===== Supplied text

# Stands for my Speedlights, any recommendation?



## ifi (Jun 18, 2010)

I'm looking for some inexpensive stands for my speedlights. I do not have a budget but just don't want to spend a lot as I won't be using them very often.

Thanks!


----------



## usayit (Jun 18, 2010)

I have lumopro air-cushioned stands from MPEX.com.   I'm don't use them heavily either but they work...

http://www.thephotoforum.com/forum/...131896-new-toys-arrived-stands-umbrellas.html


----------



## Big Mike (Jun 18, 2010)

Speedlights don't weigh very much, so it's not a matter of how much weight the stand can hold...but it's more a factor of what your uses are and what is convenient for you.  
If you are using it for on-location work, you might not want a really heavy stand and might prefer one that is lighter and easier to carry.  In a studio, you might want very sturdy, so that it can hold anything you might put on it.  Or on the other hand, you might not have a lot of space, so you would want one with a small foot print (at the cost of being less sturdy).  
Maybe you want one that is really high, or maybe not.  Maybe you want on with more sections, so that it collapse down smaller for easy transport.  

Or maybe you just want something cheap?

Lightstands


Also, to mount a speedlight, you will need some sort of adapter.  The Canon 580EX comes with a 'foot' that will hold the flash and has 1/4" thread on the bottom, which make it easy to mount to a tripod or light stand (with 1/4" stud).  
Another popular method is with an umbrella adapter.  Impact | Umbrella Bracket | 3117 | B&H Photo Video


----------



## myfotoguy (Jun 18, 2010)

I'm eventually getting one or two of these to supplement/replace what I have: LumoPro LP604 5-Section 6ft Stand It's a good price for a portable 5 section. I figure if I am going the strobist route that portability is a plus.


----------



## Christie Photo (Jun 18, 2010)

==========
===== Supplied records

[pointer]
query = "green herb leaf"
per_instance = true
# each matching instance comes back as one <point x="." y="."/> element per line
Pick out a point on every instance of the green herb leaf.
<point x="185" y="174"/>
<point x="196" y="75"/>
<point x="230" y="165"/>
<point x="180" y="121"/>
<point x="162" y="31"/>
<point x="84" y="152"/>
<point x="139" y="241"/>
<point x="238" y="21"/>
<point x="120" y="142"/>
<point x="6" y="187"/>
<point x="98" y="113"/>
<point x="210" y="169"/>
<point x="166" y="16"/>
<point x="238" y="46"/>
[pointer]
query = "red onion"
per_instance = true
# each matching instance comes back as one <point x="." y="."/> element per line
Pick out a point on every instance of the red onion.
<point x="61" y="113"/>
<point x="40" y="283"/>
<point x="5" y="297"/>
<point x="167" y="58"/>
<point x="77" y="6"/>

==========

### Jobs
1. From the speedlight stand thread, print the passage starting with "Also, to mount" and going on through "portability is a plus.".
2. Translate this sentence from the speedlight stand thread into Spanish: "If you are using it for on-location work, you might not want a really heavy stand and might prefer one that is lighter and easier to carry."
These records were taken from a separate source.

### Expected results
1.
Also, to mount a speedlight, you will need some sort of adapter.  The Canon 580EX comes with a 'foot' that will hold the flash and has 1/4" thread on the bottom, which make it easy to mount to a tripod or light stand (with 1/4" stud).  
Another popular method is with an umbrella adapter.  Impact | Umbrella Bracket | 3117 | B&H Photo Video


----------



## myfotoguy (Jun 18, 2010)

I'm eventually getting one or two of these to supplement/replace what I have: LumoPro LP604 5-Section 6ft Stand It's a good price for a portable 5 section. I figure if I am going the strobist route that portability is a plus.

2. Si lo usas para trabajar fuera del estudio, quizá no quieras un pie muy pesado y prefieras uno más ligero y fácil de llevar.